• [Set problem]
Pull out each line of the material below that contains the word "window", and copy those lines unchanged.

Rows from a pointing dataset:

· · · · · · ·

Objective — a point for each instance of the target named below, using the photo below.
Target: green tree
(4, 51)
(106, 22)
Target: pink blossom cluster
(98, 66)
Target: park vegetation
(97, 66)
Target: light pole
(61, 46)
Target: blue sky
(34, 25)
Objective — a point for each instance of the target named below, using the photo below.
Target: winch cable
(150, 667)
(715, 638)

· · · · · · ·

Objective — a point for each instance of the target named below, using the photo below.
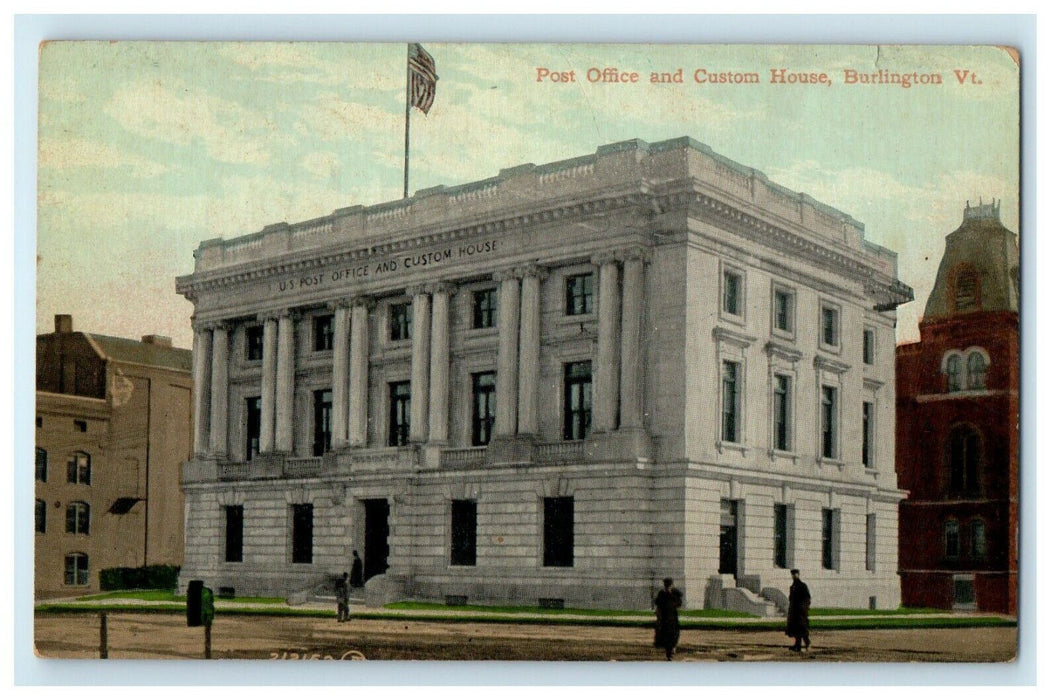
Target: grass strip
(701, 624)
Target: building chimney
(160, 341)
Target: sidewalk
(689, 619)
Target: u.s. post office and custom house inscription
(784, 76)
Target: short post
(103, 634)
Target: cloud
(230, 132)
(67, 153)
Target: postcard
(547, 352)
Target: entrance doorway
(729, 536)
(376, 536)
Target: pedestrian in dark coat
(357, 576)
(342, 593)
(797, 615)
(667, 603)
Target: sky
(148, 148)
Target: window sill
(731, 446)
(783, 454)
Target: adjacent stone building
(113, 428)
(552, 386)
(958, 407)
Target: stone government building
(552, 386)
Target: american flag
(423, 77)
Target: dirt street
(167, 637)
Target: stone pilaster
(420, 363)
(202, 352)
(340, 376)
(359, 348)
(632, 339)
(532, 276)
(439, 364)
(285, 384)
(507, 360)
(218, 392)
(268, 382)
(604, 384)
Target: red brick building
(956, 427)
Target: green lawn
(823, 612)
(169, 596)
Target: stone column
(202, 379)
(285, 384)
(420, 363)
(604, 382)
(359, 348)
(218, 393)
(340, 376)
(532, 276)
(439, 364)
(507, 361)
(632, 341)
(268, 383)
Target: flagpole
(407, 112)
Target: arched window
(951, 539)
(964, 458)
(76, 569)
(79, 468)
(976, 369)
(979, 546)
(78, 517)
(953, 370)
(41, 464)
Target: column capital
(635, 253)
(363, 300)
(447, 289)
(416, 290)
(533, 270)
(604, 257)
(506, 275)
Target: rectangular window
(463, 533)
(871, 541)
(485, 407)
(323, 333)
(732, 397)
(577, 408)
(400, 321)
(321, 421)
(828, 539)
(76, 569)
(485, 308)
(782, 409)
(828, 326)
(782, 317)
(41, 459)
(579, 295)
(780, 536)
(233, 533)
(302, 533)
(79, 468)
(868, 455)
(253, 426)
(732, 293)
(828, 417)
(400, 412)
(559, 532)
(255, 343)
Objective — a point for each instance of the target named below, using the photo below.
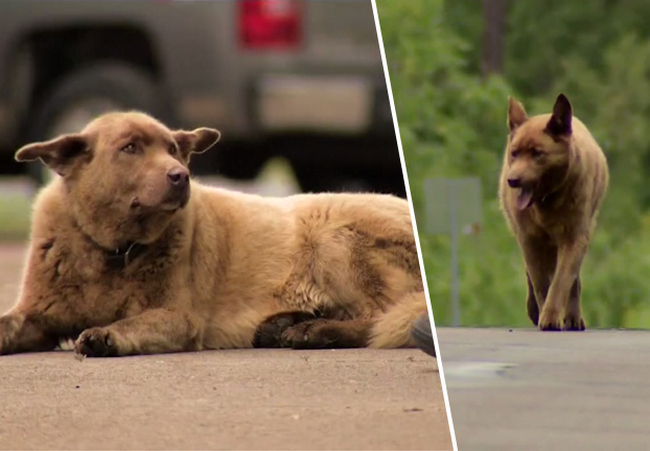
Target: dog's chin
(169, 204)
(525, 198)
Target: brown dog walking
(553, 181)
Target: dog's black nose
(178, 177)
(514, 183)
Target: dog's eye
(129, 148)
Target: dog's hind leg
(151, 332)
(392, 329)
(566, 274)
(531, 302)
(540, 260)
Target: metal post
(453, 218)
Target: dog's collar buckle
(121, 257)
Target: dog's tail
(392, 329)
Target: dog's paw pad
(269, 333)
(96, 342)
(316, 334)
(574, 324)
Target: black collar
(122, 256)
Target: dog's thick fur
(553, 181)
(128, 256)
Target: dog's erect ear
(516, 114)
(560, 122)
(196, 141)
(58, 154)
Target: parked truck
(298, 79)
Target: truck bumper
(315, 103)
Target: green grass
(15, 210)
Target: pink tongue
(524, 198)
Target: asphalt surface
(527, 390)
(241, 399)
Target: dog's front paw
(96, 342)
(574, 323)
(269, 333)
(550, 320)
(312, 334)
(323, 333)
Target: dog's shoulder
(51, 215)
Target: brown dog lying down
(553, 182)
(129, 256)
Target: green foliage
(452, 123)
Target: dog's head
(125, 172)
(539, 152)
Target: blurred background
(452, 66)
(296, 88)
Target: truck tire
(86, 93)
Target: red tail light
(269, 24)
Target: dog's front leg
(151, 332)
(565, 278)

· · · · · · ·

• [Solution for this exercise]
Target: window sill
Target: arched window
Target: rectangular window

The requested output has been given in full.